■ Task instructions
Pick up the account of studying Vietnamese and its Northern and Southern accents after its last sentence and keep writing in the same first-person voice.

As time went on, however, it became apparent that the pitches of Vietnamese tones depended entirely on the context (what preceded and followed) and the emotional intention of the speaker. I began to realize that English itself is a tonal language, with infinite rises and falls and subtle inflections which often baffle non-native speakers. The difference is that the rises and falls in English inflection are not systematized into tones. It took about three months to get beyond my sing-song approximation to become more fluid and improvisational in reproducing tones according to context – a learning process which continues to this day.

All our instructors were North Vietnamese with a Hanoi accent. They had left Vietnam in the 1950s and did not have a real grasp of life in South Vietnam, certainly not life as it was in 1962. Thus we did not learn much about the war from them. The first time we heard a Southern accent was about half way through the course, when the Vietnamese Department added an instructor who was from Tây Ninh, in recognition of the fact that most of us who would use the language (especially the advisors) would have to cope with it. When Miss Tây Ninh opened her mouth for the first time in our class, we spontaneously all roared with laughter, much to her consternation. For us, it was like hearing someone from rural Alabama for the first time, after being carefully taught the equivalent of Oxford English. The term that set us off was Bộ Quốc Gia Giáo Dục (Ministry of Education) which sounded to us something like Boh Woke Ya Yow Yook, rather than the Northern “Boh Kwoke Za Zow Zuk”   The following synthetic combination of the words from Google Translate doesn’t capture the exact pitch and trajectory of the phrase, but it gives an idea.

the hard, abrupt North Vietnamese glottal stop (Bộ) in Southern dialect gently approaches the pitch floor and rebounds like a sponge off a mattress, rather hitting it hard with a definitive stop. The overall effect was of a rubbery and supple continuum of sound, characterized by all “Z” and “Gi” sounds becoming “Y”s. When I later moved to Mekong Delta I discovered that some Southern rural accents were even more distant from the formal Hanoi dialect that we were taught, and even after years of exposure, I never felt quite comfortable dealing with this variation of Vietnamese because Monterey-standard Northern dialect was imprinted in my brain.

■ Supplied material
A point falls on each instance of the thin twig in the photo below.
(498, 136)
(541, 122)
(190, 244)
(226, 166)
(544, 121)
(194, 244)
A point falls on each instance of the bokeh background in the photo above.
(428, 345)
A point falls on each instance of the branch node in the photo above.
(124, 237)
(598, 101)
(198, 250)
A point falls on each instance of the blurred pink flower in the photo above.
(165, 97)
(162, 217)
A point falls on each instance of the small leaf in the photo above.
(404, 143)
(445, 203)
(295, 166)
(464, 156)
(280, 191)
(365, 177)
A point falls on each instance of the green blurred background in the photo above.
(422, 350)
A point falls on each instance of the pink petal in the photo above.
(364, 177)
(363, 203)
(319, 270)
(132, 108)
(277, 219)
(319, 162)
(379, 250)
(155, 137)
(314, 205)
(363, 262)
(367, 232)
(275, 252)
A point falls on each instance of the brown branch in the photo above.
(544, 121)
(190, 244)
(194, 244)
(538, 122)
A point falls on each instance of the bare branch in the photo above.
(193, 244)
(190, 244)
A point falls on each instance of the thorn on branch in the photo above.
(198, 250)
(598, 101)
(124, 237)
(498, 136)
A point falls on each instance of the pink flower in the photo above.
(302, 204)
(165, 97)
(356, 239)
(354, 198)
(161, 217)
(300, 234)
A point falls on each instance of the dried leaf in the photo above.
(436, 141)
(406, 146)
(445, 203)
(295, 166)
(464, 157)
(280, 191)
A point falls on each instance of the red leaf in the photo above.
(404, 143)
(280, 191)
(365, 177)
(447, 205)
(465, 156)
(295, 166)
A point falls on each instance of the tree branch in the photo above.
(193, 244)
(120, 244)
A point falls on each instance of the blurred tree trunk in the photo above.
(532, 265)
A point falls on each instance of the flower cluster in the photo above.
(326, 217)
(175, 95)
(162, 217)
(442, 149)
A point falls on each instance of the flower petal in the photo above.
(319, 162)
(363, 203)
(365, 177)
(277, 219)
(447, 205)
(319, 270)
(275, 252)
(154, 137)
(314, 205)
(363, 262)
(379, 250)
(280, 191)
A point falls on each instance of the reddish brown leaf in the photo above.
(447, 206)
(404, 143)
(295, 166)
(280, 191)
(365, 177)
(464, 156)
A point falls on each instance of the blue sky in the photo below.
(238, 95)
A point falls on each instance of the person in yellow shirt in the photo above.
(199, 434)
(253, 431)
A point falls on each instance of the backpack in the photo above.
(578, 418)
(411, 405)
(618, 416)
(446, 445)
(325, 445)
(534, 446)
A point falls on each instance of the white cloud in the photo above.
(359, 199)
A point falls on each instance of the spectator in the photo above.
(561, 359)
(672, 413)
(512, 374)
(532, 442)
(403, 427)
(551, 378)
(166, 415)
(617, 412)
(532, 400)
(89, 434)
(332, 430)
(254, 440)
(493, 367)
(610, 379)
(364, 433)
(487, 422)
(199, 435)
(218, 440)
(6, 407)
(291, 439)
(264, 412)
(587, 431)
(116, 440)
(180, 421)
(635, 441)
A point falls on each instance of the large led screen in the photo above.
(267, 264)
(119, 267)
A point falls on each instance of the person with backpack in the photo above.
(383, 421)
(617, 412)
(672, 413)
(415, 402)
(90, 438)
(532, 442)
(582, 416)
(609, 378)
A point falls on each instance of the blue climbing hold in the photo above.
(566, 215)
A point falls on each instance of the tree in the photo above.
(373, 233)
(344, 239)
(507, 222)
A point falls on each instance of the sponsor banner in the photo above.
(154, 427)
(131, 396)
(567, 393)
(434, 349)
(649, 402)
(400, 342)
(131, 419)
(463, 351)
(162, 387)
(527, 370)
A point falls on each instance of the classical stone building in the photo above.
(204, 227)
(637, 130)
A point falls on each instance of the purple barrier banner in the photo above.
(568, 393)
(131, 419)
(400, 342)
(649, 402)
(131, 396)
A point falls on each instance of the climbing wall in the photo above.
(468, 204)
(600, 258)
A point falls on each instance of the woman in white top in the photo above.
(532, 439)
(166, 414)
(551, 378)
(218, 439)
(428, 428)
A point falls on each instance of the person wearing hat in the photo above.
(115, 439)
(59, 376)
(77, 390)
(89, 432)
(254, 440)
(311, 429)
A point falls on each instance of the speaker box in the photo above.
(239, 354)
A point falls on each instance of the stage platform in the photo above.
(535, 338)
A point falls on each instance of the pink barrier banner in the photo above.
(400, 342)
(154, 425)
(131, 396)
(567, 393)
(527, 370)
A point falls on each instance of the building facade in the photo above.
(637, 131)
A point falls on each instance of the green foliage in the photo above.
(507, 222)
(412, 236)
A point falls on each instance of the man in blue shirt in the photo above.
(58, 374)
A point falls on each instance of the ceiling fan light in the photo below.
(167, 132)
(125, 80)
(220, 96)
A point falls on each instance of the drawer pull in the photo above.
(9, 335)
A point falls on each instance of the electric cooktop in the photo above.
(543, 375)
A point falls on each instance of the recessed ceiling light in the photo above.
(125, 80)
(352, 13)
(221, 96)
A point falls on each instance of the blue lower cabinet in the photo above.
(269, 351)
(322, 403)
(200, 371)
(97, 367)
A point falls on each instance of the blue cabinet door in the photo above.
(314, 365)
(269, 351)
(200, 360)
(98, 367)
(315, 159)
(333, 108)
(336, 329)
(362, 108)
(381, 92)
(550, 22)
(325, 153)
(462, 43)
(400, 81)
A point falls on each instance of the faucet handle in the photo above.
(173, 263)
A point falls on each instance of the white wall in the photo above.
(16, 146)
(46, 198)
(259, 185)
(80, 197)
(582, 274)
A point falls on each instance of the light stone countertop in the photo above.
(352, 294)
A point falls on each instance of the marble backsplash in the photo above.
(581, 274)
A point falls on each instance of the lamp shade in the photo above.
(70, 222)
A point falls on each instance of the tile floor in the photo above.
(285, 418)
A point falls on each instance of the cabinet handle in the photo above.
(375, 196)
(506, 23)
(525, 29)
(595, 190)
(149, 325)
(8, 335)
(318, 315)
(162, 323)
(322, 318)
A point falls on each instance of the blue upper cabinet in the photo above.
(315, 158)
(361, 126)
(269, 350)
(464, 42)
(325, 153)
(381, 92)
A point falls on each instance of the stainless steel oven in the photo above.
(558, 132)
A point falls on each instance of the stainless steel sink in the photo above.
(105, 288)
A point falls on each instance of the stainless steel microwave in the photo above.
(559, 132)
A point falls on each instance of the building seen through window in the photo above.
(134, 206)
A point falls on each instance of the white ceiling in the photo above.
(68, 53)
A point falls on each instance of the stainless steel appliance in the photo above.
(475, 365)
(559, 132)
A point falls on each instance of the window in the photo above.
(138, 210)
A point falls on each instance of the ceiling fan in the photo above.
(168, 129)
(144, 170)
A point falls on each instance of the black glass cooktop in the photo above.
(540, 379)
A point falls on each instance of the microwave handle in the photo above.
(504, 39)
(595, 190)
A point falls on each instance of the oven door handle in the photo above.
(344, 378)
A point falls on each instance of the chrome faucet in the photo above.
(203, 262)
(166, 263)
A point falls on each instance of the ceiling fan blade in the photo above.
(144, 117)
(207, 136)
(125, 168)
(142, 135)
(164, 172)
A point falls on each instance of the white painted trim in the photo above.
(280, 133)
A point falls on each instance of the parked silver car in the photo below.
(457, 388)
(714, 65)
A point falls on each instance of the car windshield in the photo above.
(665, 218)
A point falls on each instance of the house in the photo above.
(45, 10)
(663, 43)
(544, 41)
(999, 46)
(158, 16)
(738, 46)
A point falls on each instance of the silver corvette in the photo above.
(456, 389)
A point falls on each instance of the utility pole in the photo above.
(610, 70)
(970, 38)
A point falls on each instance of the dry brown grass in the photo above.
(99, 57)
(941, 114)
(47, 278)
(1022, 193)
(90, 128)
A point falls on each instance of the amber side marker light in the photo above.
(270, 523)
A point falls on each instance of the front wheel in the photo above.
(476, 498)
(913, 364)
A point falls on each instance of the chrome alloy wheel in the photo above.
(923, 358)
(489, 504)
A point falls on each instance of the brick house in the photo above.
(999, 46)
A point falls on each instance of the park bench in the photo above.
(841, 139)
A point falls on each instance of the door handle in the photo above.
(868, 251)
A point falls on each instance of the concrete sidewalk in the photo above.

■ In response
Another example of the distinctive elasticity of Southern dialect was the way in which questions could be deflected by simply acknowledging the question without answering it. Mrs. Chất, my landlady in My Tho was a master of this art. When asked something she would rather side-step, she replied with a one-syllable response: “dạ.” When Northerners say this, it is a crisp and short polite way to respond to a question, especially when responding to a superior, with a sharp “zạ” which abruptly crashes into the vocal floor of the full glottal stop. It means “yes, I hear you” and is usually followed by a direct answer to the question. Sometimes “dạ” can by itself mean “yes” or “O.K.” But in conversing with Southerners, “dạ” can often be the quintessence of ambiguity.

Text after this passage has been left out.